About this exercise: For each line below that holds the word "roof", make a copy.

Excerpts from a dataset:

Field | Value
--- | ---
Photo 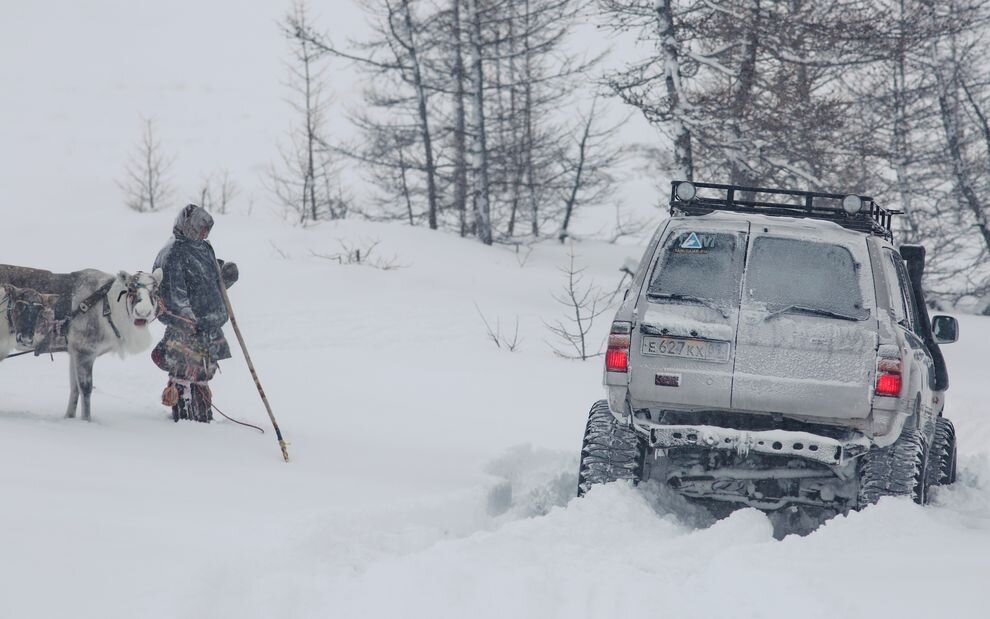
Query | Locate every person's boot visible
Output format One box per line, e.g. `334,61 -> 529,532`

202,387 -> 213,422
190,384 -> 212,423
173,384 -> 189,421
164,382 -> 182,422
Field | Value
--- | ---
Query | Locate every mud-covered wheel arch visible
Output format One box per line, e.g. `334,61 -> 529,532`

577,400 -> 647,497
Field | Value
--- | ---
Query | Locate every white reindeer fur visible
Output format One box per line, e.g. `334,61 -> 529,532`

97,273 -> 156,358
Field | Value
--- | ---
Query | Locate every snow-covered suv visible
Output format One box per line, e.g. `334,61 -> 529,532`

578,181 -> 960,512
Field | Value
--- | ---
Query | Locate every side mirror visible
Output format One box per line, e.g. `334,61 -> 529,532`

932,315 -> 958,345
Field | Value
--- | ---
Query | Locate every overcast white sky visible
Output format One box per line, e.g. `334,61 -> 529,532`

0,0 -> 661,225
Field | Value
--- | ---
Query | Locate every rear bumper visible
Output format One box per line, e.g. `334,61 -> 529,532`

641,422 -> 871,467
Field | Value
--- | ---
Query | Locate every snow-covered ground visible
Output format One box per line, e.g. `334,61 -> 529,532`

1,205 -> 989,619
2,2 -> 989,617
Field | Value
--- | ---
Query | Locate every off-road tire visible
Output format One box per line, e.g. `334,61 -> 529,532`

858,427 -> 930,507
926,417 -> 957,487
577,400 -> 647,497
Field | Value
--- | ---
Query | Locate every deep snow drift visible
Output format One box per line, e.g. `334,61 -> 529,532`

1,206 -> 989,619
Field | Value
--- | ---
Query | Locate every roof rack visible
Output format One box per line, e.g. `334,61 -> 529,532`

669,181 -> 900,242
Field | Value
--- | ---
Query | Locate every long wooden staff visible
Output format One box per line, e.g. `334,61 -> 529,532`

214,260 -> 289,462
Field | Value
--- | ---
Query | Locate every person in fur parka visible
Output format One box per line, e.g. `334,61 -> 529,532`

152,204 -> 239,422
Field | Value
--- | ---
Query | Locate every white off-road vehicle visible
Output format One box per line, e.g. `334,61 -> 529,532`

578,181 -> 960,512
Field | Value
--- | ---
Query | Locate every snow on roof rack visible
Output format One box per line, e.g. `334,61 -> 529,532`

669,181 -> 900,242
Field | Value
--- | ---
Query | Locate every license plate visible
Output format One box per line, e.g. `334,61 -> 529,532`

641,336 -> 730,363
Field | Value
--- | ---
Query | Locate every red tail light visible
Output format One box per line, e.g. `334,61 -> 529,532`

605,347 -> 628,372
875,357 -> 902,397
876,374 -> 902,397
605,323 -> 631,373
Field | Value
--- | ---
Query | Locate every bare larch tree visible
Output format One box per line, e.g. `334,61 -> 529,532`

271,1 -> 346,225
118,117 -> 174,213
545,245 -> 612,360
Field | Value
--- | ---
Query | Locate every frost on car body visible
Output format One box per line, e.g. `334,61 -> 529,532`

582,181 -> 959,514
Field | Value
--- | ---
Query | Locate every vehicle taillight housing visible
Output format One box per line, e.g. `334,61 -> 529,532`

875,357 -> 902,397
605,322 -> 632,373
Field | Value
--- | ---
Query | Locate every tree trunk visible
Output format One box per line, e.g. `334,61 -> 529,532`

655,0 -> 693,180
145,120 -> 156,212
559,101 -> 595,243
397,146 -> 415,226
451,0 -> 469,237
507,5 -> 523,237
523,0 -> 539,237
728,0 -> 760,188
466,0 -> 492,245
891,0 -> 919,240
303,37 -> 318,224
493,21 -> 511,238
399,0 -> 440,230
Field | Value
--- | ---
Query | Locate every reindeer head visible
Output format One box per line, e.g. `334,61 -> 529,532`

3,285 -> 57,347
116,269 -> 163,327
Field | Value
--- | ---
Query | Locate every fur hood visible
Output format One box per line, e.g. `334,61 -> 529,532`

Output of the exercise:
Query | Locate every roof rack visible
Query | Locate every snow on roof rack visible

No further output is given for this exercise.